Extracted entries ::
################
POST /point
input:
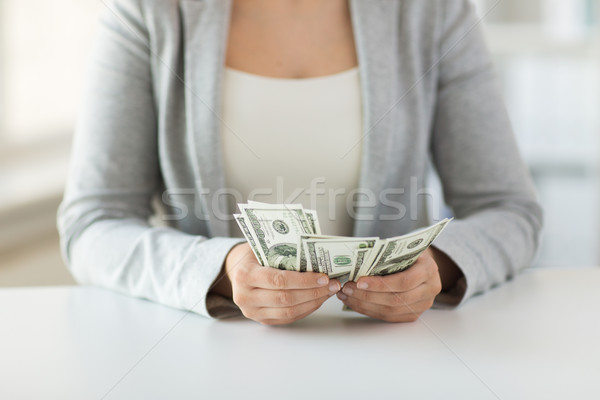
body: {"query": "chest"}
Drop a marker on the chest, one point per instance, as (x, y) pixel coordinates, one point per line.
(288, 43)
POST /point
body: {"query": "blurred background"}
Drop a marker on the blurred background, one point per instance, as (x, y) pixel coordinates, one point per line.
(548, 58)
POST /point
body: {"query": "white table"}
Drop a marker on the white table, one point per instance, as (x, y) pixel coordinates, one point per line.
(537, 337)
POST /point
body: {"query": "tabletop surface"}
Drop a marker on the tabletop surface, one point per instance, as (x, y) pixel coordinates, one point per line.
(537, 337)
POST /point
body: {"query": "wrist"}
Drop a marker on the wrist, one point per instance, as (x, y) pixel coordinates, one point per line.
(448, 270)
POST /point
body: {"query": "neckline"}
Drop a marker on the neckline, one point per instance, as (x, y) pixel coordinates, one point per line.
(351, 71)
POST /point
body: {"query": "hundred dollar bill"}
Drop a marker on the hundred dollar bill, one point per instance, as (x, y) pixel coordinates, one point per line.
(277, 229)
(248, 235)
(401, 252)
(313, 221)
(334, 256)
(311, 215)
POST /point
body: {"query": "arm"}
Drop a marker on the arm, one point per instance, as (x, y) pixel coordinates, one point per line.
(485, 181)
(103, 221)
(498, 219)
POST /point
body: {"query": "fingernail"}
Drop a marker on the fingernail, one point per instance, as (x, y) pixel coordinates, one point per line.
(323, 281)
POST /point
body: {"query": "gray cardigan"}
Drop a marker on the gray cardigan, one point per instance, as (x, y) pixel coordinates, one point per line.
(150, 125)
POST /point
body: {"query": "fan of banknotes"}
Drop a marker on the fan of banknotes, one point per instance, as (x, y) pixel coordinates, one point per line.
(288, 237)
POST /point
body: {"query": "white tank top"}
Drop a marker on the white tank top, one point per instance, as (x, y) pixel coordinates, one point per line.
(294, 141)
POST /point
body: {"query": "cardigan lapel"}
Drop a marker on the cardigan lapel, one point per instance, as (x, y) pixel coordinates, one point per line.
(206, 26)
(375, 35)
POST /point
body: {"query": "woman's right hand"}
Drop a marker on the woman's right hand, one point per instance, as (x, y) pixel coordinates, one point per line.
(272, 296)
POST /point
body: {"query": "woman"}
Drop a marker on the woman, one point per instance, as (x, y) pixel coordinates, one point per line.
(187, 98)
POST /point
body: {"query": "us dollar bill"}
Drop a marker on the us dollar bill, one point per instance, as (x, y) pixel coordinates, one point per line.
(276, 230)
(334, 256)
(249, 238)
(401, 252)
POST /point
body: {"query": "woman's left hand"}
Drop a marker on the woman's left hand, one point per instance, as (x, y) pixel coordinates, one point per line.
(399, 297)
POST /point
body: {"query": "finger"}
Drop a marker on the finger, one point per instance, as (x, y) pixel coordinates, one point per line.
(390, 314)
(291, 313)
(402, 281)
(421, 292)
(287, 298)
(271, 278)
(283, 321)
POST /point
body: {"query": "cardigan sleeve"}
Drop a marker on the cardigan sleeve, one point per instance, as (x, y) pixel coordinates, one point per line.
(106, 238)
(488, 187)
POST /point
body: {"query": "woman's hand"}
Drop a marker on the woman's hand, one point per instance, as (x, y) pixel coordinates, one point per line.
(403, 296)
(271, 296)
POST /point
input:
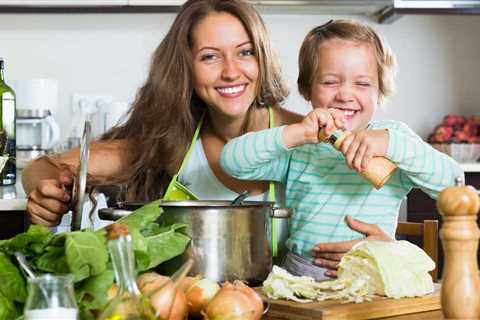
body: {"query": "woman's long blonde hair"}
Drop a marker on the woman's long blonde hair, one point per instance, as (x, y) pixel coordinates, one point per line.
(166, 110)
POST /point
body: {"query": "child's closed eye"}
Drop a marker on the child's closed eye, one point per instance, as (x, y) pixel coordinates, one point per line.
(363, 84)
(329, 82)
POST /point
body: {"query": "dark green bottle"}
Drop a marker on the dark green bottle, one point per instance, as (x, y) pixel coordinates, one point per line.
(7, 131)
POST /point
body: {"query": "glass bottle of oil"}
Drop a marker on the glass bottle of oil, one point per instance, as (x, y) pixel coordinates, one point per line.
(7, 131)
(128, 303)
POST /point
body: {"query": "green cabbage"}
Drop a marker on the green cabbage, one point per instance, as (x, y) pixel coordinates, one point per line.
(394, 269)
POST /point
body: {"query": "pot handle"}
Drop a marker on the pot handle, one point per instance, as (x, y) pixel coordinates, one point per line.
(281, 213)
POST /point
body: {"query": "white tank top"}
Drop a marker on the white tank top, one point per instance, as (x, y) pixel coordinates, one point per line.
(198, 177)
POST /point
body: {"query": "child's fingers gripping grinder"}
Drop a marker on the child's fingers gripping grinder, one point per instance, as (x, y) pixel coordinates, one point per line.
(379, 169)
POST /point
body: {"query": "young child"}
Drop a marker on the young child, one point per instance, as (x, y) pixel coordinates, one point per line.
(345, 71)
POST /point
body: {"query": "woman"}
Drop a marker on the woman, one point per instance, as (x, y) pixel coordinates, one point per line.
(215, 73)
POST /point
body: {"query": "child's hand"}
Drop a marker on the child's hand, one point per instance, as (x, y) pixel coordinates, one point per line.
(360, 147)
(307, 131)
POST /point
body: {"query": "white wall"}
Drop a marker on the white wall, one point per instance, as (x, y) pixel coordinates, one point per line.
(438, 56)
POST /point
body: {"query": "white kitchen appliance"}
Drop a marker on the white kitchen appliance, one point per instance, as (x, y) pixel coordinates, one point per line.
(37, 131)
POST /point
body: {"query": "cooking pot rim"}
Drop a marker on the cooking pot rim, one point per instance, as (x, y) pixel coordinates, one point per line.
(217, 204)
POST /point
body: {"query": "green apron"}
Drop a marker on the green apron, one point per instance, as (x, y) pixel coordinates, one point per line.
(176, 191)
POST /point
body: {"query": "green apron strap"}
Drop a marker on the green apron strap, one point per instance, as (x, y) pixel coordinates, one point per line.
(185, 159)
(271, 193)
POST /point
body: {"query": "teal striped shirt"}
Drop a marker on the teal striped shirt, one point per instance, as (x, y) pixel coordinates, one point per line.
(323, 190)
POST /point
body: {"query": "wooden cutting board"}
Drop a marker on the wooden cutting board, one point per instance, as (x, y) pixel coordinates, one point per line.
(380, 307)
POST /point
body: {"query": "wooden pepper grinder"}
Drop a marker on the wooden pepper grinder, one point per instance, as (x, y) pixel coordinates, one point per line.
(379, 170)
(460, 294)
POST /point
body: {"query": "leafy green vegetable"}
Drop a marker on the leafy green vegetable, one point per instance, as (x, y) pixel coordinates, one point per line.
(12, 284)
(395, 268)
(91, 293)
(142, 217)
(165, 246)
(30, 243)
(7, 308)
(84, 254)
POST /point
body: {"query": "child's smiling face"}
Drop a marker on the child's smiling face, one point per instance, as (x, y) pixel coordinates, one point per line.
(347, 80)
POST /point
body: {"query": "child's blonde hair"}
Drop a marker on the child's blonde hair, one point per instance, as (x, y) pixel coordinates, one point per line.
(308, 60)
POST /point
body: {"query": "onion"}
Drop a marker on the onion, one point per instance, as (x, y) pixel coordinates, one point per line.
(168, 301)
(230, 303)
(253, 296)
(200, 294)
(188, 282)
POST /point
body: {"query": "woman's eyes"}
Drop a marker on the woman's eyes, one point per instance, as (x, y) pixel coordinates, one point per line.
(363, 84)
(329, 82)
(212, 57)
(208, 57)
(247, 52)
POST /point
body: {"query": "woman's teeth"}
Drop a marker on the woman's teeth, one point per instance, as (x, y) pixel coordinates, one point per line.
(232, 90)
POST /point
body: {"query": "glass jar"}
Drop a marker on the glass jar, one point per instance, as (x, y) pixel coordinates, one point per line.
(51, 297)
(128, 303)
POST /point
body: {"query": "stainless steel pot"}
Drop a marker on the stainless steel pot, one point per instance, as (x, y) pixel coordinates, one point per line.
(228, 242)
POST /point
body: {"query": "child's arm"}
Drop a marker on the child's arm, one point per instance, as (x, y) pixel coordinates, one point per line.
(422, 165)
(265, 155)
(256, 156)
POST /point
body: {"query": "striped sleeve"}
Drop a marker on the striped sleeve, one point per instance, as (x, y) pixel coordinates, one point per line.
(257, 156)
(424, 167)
################
Challenge ::
Which lines in the records above contain the word "eyes"? Find each one and copy it out whole.

Final answer ::
body: {"query": "woman's eyes"}
Drop a marker on the woman's eyes, one point per instance, as (x, y) pixel coordinates, one point per line.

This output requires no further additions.